Work order –
Carry on the write-up of the hospital readmission studies, picking up right after its last sentence.

Given text –
= Beginning of Section =

The author of an accompanying editorial noted that conducting an improvement project as a randomized, controlled trial prevents researchers from changing any parts of the intervention that aren't effective, and he suggested that concentrating on high-risk patients, providing different educational materials to health-illiterate patients, and involving patients' families could have led to better results.

In the second study, 1,923 adult patients at a Toronto hospital who were seen as high risk for readmission were randomized to usual care or what the study called a “virtual ward” intervention. The intervention included several weeks of postdischarge care coordination and direct care (via telephone, home, and clinic visits) by an interdisciplinary team. Outcomes were readmission, death, ED visits, or nursing home admission within 30 days, 90 days, 6 months, and 1 year. Results were published in the Oct. 1 Journal of the American Medical Association.

= End of Section =

Source records:
= Beginning of Section =

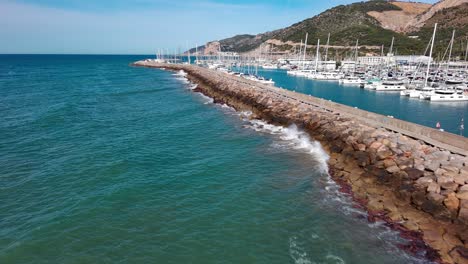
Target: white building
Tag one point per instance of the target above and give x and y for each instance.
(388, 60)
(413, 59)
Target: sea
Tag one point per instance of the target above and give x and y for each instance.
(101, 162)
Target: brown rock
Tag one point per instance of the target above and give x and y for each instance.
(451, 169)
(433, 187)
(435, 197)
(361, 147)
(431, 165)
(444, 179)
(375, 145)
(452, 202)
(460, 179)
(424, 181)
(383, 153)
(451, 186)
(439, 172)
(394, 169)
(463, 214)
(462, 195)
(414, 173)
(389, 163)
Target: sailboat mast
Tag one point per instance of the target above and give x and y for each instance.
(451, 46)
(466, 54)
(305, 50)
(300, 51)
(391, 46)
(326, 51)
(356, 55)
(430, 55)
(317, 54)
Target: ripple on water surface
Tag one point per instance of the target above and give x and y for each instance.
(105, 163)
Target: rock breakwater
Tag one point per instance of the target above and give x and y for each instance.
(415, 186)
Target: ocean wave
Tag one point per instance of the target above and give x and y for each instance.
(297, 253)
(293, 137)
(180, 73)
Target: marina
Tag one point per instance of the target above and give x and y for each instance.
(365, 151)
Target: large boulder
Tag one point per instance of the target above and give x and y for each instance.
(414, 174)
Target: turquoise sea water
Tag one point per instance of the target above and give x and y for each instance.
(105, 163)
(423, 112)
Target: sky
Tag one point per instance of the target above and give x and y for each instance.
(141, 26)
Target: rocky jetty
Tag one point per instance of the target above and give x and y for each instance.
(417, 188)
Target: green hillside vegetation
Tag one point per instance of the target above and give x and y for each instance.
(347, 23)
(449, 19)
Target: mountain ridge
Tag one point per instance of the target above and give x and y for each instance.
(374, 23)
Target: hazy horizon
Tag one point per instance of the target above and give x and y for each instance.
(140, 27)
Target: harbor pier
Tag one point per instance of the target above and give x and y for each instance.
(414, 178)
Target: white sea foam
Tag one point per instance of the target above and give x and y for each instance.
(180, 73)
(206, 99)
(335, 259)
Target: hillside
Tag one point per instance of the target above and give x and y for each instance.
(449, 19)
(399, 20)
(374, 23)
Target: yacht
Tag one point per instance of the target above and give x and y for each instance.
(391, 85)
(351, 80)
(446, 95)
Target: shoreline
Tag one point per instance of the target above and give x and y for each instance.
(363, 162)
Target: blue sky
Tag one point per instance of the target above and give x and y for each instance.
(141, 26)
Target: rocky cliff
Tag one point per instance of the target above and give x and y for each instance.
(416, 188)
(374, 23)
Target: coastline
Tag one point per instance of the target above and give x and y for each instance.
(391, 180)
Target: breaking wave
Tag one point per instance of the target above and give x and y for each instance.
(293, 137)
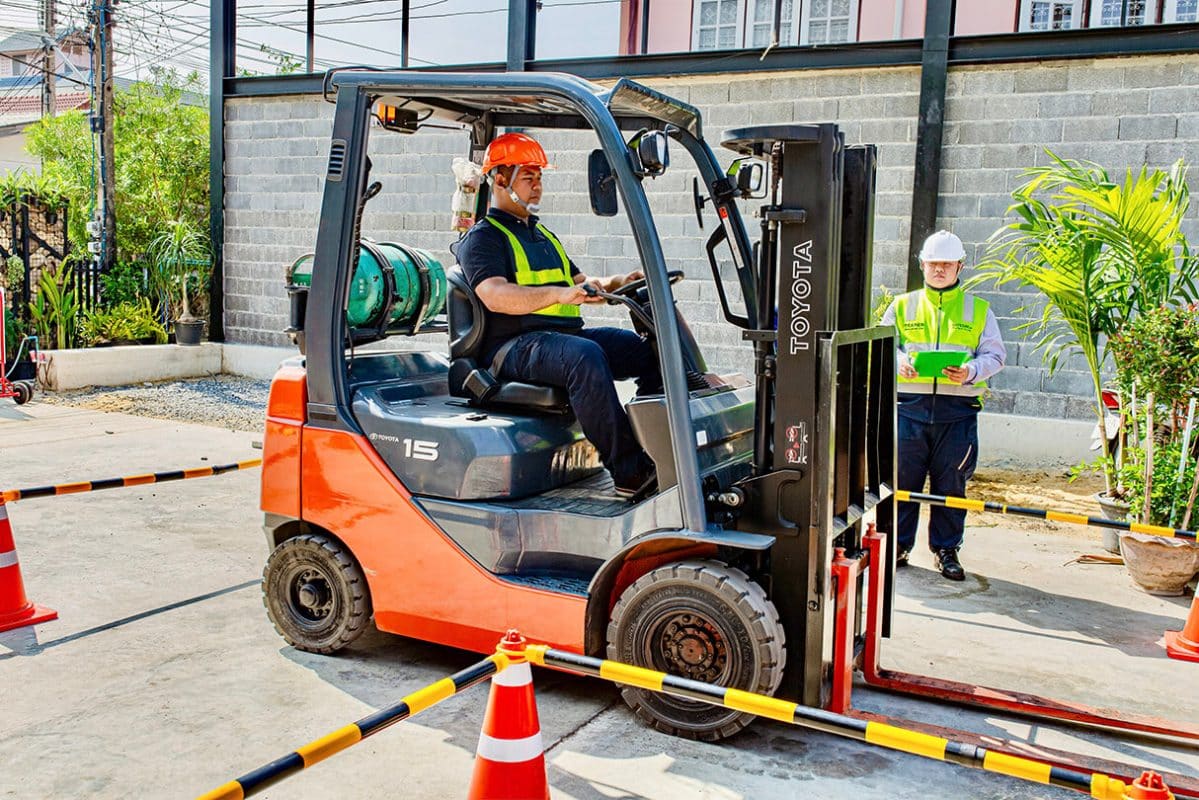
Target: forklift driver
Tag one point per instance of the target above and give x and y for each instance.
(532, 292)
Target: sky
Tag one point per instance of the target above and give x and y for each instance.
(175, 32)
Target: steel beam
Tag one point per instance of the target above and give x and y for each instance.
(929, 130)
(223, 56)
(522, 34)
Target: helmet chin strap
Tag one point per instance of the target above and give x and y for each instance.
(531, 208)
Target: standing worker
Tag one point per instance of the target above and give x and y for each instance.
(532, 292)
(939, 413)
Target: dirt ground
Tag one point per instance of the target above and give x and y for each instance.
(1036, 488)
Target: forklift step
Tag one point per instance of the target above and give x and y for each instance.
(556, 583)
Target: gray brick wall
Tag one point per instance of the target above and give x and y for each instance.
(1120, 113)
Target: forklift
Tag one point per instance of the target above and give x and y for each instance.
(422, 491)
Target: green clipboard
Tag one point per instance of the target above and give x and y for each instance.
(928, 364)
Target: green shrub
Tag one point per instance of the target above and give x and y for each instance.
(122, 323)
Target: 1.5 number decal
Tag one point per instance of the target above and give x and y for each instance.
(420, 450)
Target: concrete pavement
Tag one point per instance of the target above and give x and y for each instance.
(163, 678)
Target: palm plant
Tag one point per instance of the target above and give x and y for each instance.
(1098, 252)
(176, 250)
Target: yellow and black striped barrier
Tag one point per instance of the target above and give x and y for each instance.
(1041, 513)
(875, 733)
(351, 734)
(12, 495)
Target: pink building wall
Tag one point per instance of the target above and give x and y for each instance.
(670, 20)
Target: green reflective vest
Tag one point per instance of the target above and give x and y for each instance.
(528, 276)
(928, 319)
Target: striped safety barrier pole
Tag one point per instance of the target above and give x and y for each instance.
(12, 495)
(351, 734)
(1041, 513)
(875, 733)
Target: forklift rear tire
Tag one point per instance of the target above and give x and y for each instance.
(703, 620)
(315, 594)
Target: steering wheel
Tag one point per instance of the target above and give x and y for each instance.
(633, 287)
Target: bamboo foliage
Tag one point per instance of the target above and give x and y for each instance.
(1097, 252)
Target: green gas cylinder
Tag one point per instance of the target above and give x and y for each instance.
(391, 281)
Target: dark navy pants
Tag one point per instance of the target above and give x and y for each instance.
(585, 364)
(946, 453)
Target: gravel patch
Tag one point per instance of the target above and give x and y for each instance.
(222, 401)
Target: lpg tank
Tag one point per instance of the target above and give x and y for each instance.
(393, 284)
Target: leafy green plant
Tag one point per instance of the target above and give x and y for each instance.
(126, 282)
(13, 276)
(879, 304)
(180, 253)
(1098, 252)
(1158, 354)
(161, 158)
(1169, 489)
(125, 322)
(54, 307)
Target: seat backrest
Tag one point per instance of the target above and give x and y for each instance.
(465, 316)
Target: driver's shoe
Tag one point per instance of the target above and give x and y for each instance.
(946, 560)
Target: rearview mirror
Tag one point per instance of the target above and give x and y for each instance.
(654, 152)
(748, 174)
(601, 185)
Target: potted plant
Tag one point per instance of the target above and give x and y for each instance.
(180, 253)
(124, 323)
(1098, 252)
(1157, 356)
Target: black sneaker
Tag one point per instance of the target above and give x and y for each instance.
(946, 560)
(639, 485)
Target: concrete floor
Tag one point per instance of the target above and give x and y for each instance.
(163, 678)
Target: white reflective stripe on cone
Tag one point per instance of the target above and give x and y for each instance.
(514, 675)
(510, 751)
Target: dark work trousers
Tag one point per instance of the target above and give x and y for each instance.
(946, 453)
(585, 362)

= End of Section =

Reply –
There were no significant differences between the groups on any of the outcomes, although the intervention appeared to be associated with a small benefit at 30 days. Based on the results, the researchers concluded the intervention is highly unlikely to be an efficient use of health care resources. They noted that their effort was limited by a lack of integration and communication between the study personnel and the patients' outpatient and inpatient clinicians. It is possible that the model could work in a more integrated system, they noted. An accompanying editorial said that the data are useful for developing new approaches and that elements of this model could be included in future readmission prevention efforts.